**Exercise requirements:** Show each line of the records that contains the word "scale", copied unchanged.

**Supplied data:**
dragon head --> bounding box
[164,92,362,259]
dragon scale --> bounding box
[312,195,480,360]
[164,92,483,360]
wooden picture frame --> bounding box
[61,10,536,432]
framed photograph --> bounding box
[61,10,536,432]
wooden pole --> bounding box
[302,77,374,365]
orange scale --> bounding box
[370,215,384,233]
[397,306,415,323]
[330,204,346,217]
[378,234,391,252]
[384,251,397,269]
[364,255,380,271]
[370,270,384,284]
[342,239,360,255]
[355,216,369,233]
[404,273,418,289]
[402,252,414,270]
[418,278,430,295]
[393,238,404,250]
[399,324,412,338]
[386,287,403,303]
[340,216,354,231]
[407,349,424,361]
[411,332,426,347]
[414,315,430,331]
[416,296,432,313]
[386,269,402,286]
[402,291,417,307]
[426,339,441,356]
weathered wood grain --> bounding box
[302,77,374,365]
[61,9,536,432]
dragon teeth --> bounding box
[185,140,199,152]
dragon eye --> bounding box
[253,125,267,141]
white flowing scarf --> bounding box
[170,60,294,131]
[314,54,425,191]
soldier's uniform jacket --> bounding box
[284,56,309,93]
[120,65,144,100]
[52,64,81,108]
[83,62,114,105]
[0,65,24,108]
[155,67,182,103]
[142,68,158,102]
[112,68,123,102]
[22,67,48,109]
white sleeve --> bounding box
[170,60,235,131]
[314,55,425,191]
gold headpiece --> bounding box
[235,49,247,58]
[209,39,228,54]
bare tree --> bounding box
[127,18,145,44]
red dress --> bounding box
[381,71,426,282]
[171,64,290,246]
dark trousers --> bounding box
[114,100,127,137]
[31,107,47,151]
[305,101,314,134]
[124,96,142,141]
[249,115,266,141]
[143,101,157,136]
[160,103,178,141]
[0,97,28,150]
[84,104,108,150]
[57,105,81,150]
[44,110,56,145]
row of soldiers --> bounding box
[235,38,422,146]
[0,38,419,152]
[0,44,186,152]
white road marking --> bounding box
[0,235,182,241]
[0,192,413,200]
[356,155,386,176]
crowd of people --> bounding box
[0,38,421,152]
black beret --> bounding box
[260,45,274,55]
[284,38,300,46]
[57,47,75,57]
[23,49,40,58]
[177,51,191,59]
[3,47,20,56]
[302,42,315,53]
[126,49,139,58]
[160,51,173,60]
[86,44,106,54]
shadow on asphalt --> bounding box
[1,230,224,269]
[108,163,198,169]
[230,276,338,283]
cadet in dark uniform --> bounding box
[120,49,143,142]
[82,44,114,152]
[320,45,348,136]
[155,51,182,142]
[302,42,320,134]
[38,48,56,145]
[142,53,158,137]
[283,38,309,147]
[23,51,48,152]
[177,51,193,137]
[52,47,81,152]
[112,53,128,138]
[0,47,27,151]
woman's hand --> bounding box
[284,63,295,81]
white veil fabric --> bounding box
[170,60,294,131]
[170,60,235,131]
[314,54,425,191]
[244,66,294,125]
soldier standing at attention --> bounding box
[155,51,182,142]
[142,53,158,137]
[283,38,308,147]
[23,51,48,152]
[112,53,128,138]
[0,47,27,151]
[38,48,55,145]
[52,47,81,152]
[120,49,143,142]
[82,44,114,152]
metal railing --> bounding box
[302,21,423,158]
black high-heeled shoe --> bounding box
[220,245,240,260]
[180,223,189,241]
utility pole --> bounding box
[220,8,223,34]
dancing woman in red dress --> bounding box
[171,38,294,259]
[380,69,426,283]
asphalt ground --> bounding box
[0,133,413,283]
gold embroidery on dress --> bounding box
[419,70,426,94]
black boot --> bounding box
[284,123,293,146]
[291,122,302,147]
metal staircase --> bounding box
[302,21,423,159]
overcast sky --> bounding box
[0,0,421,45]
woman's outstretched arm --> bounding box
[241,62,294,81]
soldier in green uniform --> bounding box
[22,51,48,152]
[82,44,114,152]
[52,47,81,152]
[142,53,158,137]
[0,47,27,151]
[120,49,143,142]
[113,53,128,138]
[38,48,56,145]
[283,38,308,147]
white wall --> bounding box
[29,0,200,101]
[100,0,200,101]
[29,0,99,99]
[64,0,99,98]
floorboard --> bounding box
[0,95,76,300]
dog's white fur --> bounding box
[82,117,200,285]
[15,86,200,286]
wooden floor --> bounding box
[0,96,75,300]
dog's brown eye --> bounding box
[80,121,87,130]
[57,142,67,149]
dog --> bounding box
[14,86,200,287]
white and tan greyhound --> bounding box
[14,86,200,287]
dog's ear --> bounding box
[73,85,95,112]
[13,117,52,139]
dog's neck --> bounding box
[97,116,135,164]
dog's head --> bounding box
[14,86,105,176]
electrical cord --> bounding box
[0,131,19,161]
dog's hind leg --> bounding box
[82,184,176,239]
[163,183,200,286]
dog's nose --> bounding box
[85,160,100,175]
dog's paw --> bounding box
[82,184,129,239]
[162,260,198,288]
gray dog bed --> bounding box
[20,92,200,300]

**Completed task:**
dragon scale --> bounding box
orange scale --> bounding box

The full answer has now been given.